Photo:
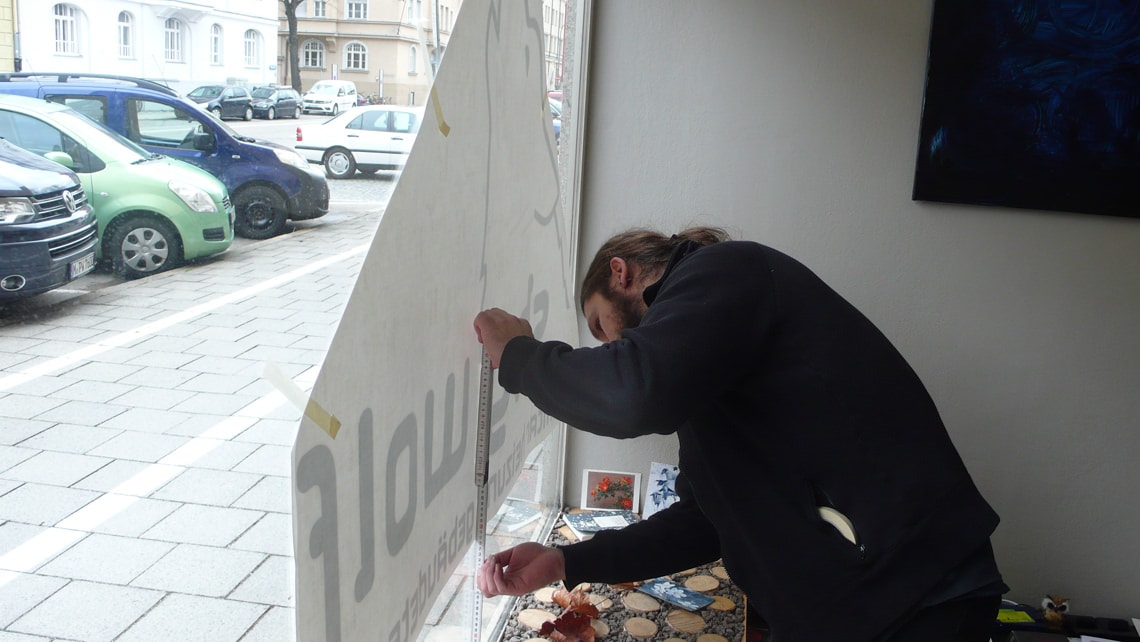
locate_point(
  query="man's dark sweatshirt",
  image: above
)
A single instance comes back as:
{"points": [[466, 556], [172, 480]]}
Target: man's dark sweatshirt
{"points": [[784, 398]]}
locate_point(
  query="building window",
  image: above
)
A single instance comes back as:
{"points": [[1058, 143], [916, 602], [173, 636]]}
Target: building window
{"points": [[312, 55], [252, 48], [66, 30], [125, 35], [216, 41], [356, 56], [358, 9], [172, 40]]}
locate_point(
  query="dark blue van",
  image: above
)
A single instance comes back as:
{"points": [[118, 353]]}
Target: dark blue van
{"points": [[268, 183], [47, 229]]}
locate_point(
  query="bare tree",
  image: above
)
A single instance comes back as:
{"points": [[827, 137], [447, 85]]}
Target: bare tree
{"points": [[292, 53]]}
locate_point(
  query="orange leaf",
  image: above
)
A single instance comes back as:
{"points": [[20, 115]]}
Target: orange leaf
{"points": [[575, 601]]}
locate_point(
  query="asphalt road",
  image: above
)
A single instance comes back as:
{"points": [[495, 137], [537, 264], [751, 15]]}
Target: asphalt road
{"points": [[348, 198]]}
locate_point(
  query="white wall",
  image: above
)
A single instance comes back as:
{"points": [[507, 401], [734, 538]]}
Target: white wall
{"points": [[795, 123]]}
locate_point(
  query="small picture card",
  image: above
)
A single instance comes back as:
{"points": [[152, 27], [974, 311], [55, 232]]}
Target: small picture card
{"points": [[660, 490], [610, 490], [592, 521], [675, 594]]}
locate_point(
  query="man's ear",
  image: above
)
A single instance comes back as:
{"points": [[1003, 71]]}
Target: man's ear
{"points": [[619, 271]]}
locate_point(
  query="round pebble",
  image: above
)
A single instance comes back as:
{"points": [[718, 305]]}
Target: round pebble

* [What you should do]:
Reproduce the records above line for line, without changing any character, and omit the pictures from your answer.

* [The output]:
Photo:
locate_point(
  query="man's dark sweatshirt",
  image: above
)
A single instance comes back as:
{"points": [[466, 556], [172, 480]]}
Target: man's dark sweatshirt
{"points": [[784, 398]]}
locate_point(
  query="building window",
  image: above
)
A single instance comes back as:
{"points": [[1058, 143], [916, 602], [173, 636]]}
Target: building window
{"points": [[312, 55], [252, 48], [66, 30], [125, 35], [216, 41], [356, 56], [358, 9], [172, 40]]}
locate_point(
  query="dark blue van",
  image: above
)
A single instance comes back as:
{"points": [[118, 353]]}
Target: dark blue van
{"points": [[268, 183], [47, 229]]}
locate_point(
  query="bare tree",
  image: above
)
A single instance comes back as:
{"points": [[827, 137], [447, 85]]}
Target: bare tree
{"points": [[292, 53]]}
locate_point(
  query="orange leaf",
  image: above
)
A single instance comes back as:
{"points": [[20, 115]]}
Target: orange leaf
{"points": [[575, 601]]}
locate_point(
  query="asphalt road",
  image: above
)
A single instance comes back as:
{"points": [[495, 137], [537, 264], [751, 15]]}
Target: asphalt road
{"points": [[348, 198]]}
locate_point(
  query="white wall",
  image: above
)
A single instance comes back as:
{"points": [[507, 401], [734, 538]]}
Target: white wall
{"points": [[795, 123]]}
locate_point(
  query="small picture card",
  image: above
)
A single instance comes back as:
{"points": [[152, 27], [974, 311], [55, 232]]}
Target: small picture card
{"points": [[660, 490], [610, 490], [592, 521], [675, 594]]}
locate_point(
  query="man's ear",
  image: above
)
A single instance comes back as:
{"points": [[1003, 71]]}
Target: man's ear
{"points": [[619, 271]]}
locate_point(
  query="round pebble",
  image: above
)
A single instance comes back as:
{"points": [[718, 305]]}
Target: round pebble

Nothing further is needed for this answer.